• [BRANO SELEZIONATO]
Possibile neve a Roma. Ordinanza antigelo del sindaco. Storia della magia della capitale vestita di bianco

La magia della capitale vestita di bianco non è un evento frequente, ma è uno spettacolo che incantò scrittori, artisti e poeti. Il sindaco ha firmato in questi giorni il piano per tutelare la cittadinanza in caso di precipitazioni nevose.
Possibile neve a Roma. Ordinanza antigelo del sindaco. Storia della magia della capitale vestita di bianco.
La magia della capitale vestita di bianco non è un evento frequente, ma è uno spettacolo che incantò scrittori, artisti e poeti. Il sindaco ha firmato in questi giorni il piano per tutelare la cittadinanza in caso di precipitazioni nevose.
Si parla di evento “epifanico” quando si parla di una manifestazione epocale. Non avviene frequentemente che la Capitale si tinga di bianco, ma la città non deve farsi cogliere impreparata. Il sindaco Gualtieri ha da pochi giorni firmato un’ordinanza che coinvolge il Piano speditivo della Protezione civile. In allegato il piano che ha come finalità la tutela della pubblica incolumità sul territorio di Roma Capitale che si propone di assicurare la continuità dei servizi alla cittadinanza, anche in caso di caduta neve e conseguente formazione di ghiaccio.

• [ATTIVITÀ DA SVOLGERE]
1 - Nell'articolo sulla neve a Roma, quale sindaco ha firmato l'ordinanza?
2 - Per favore, scrivi il seguito dell'articolo sulla neve a Roma partendo dopo la sua ultima frase.

• [RECORD DEL DATASET]

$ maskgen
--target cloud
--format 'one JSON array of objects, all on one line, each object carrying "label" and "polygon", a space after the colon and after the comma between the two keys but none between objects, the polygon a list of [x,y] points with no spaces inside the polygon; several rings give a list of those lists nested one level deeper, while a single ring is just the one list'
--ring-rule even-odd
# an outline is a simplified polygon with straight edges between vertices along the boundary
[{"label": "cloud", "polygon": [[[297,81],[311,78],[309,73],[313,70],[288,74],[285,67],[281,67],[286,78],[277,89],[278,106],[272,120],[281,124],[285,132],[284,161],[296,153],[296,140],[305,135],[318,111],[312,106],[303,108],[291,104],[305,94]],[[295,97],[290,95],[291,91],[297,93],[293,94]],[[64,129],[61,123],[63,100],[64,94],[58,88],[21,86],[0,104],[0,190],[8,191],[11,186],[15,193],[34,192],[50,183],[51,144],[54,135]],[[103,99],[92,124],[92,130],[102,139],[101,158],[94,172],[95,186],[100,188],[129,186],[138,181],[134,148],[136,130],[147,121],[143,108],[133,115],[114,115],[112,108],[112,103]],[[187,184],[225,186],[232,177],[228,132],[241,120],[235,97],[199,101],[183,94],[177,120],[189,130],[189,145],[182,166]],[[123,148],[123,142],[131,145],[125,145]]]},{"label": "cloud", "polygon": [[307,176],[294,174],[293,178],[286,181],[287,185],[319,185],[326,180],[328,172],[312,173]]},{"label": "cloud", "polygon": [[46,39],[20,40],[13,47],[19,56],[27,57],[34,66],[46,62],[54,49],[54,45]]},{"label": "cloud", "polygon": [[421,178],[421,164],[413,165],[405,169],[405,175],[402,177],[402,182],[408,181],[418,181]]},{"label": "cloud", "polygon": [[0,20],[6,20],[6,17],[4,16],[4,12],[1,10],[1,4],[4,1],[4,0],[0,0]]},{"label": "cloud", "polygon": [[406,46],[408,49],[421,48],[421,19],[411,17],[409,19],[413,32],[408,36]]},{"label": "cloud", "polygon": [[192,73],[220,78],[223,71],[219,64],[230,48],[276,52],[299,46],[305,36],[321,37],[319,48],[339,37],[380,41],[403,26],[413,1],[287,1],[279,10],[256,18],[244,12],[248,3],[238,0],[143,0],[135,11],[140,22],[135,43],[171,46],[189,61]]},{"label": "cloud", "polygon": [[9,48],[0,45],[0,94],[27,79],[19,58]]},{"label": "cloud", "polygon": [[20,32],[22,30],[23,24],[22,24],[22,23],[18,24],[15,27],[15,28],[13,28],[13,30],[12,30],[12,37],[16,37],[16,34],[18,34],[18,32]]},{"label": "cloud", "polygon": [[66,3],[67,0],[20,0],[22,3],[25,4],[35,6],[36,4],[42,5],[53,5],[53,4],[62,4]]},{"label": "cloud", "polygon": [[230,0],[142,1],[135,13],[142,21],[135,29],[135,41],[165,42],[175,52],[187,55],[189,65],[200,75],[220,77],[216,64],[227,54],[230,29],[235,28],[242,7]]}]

* * *

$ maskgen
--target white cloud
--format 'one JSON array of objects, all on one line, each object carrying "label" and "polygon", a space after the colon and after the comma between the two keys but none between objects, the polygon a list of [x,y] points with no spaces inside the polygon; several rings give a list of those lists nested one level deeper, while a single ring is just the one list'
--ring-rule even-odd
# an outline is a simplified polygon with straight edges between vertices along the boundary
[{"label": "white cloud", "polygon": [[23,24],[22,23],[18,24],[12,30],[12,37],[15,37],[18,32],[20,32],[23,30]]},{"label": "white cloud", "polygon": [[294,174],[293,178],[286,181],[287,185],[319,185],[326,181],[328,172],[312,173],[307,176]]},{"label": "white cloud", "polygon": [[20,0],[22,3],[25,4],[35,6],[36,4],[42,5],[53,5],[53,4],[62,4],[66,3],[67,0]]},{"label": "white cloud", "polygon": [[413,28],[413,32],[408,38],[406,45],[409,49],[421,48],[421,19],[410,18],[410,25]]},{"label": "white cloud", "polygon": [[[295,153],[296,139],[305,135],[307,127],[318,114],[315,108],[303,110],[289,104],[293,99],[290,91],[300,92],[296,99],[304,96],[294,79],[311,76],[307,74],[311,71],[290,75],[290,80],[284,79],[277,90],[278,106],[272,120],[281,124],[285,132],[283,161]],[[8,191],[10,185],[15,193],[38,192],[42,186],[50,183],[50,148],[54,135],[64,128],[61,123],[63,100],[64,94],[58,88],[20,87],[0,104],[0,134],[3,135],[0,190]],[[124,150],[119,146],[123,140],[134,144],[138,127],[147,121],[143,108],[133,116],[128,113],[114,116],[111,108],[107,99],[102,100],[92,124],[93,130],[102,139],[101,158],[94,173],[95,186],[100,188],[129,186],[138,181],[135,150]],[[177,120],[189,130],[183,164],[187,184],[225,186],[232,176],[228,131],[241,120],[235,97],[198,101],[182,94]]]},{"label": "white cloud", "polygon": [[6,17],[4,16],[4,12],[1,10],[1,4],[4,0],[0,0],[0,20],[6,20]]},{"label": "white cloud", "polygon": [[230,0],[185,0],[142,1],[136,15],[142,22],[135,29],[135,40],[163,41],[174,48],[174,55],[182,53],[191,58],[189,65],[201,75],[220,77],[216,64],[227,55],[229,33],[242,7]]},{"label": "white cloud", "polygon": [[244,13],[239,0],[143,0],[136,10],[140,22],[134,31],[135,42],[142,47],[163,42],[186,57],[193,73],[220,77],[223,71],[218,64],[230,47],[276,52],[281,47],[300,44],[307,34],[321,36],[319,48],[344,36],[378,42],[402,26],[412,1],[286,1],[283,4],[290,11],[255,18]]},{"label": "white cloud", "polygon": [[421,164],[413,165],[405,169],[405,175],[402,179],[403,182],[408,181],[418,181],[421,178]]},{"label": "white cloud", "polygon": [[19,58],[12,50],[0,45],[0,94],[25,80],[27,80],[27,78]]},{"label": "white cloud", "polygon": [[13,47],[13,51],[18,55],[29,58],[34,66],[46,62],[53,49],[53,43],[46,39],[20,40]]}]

---

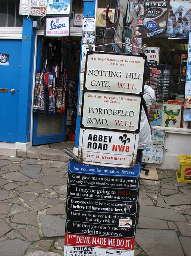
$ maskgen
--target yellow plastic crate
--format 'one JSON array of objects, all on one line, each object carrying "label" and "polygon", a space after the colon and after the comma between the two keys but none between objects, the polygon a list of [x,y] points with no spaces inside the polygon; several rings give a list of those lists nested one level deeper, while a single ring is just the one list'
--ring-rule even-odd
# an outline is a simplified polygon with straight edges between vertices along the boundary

• [RISPOSTE PER ATTIVITÀ]
1 - Il sindaco Gualtieri.

2 -
In caso di precipitazioni nevose i cittadini devono attenersi al regolamento di polizia urbana che prevede l’obbligo di “tenere sgomberi dalla neve dalle 8:00 alle 20:00 i marciapiedi antistanti gli stabili fino ad una larghezza di due metri”.
Inoltre, visto che il gelo potrebbe far scoppiare le tubature, si raccomanda di “tenere aperto il rubinetto di utilizzazione più vicino al contatore o alla bocca di erogazione o al tubo di ingresso idrico dello stabile”.
Ovviamente sarà permesso alle macchine di circolare solo se “provviste di pneumatici invernali o che abbiano a bordo mezzi antisdrucciolevoli idonei alla marcia su neve e su ghiaccio”.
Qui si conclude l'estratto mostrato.